Named-object pointing data:
--- --- ---

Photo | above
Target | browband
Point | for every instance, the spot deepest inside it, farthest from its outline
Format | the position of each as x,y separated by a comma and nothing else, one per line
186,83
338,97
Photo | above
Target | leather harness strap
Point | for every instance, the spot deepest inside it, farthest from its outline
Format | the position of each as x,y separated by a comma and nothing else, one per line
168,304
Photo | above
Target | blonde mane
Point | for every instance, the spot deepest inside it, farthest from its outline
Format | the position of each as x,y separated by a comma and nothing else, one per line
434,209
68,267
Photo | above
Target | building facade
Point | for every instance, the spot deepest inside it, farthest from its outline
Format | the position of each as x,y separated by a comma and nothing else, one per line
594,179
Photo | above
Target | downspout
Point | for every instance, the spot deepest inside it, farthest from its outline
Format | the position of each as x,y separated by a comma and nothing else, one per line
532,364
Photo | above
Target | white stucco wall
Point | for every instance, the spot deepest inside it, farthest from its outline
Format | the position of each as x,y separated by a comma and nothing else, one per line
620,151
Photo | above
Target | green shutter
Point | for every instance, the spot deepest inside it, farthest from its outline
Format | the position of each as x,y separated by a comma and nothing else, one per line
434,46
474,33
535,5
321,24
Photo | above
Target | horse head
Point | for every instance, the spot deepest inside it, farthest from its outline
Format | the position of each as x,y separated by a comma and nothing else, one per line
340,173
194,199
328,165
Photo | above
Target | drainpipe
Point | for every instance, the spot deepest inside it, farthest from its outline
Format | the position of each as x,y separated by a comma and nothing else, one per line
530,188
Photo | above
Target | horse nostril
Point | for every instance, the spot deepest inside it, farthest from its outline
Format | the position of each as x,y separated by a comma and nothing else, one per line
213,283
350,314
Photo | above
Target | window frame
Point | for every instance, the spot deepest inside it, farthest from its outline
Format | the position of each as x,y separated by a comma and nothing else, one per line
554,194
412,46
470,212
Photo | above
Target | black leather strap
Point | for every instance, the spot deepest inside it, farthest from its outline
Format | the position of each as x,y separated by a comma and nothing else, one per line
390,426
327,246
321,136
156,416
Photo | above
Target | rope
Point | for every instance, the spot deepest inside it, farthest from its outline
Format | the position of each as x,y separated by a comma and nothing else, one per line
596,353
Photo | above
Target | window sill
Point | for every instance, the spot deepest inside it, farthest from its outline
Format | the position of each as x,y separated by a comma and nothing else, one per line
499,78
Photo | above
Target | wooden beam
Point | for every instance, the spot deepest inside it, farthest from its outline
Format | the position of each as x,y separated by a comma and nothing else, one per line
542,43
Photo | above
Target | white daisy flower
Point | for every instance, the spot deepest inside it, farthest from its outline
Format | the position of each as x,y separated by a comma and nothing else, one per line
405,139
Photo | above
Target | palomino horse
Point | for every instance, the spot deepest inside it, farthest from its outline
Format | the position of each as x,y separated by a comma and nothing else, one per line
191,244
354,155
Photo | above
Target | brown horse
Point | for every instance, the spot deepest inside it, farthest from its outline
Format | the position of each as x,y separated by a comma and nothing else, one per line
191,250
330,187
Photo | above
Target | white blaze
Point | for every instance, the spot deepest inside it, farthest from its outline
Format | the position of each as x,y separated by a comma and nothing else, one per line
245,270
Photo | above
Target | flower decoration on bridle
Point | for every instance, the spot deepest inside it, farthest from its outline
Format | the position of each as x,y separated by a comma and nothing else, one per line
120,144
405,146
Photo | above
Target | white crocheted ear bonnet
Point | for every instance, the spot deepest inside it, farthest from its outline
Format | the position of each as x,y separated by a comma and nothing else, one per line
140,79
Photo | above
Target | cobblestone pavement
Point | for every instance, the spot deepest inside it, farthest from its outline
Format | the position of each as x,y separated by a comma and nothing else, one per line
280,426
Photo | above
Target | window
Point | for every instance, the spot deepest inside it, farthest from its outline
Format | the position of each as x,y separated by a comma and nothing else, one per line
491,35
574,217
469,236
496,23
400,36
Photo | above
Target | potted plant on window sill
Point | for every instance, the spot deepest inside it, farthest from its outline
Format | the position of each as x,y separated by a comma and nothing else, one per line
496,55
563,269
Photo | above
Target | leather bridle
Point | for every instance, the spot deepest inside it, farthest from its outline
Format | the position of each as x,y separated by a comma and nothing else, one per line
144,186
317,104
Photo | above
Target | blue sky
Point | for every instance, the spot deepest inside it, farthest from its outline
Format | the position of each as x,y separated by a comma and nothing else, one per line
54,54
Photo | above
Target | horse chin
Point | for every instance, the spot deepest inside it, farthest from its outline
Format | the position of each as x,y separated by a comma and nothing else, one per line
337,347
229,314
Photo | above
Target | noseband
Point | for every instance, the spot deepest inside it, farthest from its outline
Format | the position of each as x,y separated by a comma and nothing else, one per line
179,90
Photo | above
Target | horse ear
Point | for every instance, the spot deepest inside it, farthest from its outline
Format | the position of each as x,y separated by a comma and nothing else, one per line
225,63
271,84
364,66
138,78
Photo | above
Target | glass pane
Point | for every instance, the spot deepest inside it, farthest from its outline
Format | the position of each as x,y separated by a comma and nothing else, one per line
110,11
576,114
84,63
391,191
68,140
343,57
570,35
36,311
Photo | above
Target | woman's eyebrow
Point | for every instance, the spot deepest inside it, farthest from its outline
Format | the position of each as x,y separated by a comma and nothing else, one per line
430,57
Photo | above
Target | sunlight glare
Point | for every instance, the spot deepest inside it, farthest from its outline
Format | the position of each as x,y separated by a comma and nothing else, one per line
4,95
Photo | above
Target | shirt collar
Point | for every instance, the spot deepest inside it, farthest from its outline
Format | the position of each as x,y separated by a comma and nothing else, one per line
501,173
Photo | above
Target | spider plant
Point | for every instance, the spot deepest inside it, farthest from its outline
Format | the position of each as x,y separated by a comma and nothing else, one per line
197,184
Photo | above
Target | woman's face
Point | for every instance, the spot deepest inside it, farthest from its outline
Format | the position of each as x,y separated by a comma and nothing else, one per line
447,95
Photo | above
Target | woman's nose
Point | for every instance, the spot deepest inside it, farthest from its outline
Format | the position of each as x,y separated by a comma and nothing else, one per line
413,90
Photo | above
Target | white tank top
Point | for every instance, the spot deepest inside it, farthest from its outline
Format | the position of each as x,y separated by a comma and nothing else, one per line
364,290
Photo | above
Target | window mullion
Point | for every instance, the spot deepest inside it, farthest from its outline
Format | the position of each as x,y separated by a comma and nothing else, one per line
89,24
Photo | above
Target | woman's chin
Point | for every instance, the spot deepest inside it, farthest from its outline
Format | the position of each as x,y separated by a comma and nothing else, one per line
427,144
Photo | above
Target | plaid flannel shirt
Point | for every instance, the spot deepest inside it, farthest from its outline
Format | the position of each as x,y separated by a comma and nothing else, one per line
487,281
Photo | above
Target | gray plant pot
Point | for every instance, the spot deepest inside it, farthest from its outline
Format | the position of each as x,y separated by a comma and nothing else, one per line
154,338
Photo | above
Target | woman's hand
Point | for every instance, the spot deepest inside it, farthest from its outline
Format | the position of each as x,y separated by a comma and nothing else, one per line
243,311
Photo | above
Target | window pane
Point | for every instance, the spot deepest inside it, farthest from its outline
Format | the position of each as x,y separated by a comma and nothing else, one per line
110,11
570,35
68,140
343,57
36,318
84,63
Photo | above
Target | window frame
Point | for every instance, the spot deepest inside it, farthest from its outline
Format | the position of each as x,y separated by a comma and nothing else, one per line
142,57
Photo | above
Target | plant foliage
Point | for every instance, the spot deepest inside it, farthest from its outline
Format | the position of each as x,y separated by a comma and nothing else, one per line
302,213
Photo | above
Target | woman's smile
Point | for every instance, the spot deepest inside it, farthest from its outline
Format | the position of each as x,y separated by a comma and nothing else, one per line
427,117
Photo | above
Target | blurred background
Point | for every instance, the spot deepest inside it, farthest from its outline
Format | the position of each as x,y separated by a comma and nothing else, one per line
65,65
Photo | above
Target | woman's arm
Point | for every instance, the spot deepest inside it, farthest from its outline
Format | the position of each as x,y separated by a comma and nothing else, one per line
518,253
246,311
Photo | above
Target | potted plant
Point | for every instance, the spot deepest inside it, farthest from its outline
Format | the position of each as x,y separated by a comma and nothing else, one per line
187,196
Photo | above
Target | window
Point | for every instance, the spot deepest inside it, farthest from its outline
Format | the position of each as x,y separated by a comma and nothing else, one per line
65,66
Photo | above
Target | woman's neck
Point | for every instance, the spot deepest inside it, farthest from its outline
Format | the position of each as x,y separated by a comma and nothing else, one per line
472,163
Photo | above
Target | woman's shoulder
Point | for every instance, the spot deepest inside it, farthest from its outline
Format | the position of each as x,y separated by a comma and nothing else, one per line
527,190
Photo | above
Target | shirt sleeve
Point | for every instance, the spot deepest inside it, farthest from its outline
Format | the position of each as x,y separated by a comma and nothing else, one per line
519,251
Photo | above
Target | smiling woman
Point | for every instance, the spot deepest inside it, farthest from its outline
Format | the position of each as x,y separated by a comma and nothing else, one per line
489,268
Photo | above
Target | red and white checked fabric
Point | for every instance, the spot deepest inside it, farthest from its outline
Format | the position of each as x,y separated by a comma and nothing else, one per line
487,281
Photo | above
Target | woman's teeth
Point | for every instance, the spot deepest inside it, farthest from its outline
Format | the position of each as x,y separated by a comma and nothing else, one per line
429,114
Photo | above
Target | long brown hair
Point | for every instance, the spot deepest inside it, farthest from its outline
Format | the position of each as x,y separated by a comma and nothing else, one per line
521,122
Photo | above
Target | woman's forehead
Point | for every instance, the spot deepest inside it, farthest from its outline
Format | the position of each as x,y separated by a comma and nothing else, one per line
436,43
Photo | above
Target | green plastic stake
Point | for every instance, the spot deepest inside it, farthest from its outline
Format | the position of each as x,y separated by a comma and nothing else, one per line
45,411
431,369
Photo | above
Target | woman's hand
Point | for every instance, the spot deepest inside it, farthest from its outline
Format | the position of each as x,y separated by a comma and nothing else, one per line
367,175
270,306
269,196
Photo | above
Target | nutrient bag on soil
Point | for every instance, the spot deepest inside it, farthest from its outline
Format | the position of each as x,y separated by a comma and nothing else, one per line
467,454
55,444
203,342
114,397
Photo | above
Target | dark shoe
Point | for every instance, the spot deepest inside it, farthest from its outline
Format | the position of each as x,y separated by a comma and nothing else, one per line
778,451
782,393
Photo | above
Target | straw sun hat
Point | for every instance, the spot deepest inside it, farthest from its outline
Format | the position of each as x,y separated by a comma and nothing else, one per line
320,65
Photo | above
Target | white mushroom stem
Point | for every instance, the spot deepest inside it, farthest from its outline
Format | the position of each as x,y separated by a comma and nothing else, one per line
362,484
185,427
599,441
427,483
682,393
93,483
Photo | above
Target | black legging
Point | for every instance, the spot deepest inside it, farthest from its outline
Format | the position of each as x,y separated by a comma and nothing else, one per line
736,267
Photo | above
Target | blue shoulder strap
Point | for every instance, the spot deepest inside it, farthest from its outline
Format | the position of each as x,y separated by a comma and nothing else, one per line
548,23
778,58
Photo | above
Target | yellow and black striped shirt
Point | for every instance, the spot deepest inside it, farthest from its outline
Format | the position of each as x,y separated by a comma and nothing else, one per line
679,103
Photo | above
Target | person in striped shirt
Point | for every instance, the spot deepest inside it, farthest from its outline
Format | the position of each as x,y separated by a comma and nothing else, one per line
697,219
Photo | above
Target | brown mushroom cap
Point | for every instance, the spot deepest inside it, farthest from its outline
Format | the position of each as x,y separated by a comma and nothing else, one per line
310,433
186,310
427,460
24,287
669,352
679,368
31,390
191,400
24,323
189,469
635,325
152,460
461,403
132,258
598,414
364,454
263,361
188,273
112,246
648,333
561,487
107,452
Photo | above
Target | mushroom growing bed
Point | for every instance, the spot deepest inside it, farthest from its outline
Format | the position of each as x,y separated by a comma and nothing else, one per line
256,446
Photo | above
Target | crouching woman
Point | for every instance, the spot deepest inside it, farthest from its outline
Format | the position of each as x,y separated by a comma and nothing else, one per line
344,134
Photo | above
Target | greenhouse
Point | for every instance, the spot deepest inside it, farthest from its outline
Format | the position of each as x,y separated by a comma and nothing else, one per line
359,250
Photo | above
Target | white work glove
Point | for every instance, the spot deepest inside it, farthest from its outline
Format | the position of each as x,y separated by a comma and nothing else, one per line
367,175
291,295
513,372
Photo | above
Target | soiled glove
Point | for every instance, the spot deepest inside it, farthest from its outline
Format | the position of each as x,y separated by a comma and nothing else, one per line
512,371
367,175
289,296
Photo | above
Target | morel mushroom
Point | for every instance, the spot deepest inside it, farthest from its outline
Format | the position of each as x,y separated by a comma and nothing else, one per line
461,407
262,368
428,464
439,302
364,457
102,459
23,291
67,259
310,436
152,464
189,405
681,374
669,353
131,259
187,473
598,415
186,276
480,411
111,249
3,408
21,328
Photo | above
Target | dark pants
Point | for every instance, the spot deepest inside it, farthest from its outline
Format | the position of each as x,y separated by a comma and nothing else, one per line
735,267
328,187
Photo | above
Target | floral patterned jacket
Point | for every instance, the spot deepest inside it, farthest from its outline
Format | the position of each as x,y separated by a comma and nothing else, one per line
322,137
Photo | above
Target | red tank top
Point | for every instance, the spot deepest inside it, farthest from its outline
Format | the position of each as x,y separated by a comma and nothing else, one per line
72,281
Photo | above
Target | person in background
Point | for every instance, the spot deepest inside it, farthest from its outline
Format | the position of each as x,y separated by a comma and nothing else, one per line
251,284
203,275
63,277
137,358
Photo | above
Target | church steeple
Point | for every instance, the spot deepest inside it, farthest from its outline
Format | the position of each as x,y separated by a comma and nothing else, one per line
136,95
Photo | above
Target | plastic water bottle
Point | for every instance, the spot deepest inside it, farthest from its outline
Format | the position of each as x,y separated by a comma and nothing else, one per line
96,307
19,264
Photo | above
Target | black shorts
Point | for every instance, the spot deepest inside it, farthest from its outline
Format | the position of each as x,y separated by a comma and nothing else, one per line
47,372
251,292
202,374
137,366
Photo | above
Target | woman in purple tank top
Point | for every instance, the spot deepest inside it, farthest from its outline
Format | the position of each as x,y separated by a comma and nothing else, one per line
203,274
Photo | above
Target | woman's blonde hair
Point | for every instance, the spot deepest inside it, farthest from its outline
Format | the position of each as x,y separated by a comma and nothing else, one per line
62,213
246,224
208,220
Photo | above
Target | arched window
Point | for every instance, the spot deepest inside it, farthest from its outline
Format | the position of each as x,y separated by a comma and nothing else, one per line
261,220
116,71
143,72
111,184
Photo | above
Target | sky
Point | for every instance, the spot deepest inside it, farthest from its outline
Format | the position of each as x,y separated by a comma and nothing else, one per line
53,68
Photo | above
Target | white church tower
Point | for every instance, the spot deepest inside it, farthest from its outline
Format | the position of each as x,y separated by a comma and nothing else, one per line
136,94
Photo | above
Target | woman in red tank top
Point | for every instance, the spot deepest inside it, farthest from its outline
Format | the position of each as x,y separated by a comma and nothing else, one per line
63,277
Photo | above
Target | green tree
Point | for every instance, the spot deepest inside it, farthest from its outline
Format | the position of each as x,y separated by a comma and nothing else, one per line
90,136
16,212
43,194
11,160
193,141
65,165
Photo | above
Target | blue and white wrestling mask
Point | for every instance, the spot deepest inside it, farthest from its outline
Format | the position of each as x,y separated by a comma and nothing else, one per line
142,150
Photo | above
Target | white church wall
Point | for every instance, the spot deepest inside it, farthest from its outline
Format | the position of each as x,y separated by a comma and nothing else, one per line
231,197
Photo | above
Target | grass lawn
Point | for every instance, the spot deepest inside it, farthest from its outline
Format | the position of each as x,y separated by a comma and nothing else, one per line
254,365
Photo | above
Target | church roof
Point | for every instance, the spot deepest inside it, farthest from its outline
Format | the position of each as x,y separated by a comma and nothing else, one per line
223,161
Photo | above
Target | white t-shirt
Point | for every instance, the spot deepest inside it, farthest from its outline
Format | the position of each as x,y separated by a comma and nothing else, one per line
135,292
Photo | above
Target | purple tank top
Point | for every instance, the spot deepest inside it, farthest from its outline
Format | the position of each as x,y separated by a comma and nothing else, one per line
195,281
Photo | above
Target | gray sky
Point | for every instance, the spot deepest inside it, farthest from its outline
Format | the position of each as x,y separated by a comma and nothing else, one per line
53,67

--- --- ---

**What you should do:** Return every line of the data above that contains the word "gray", treating uppercase and lowercase letters as different.

**Written reply:**
Target | gray plant pot
Target | gray sky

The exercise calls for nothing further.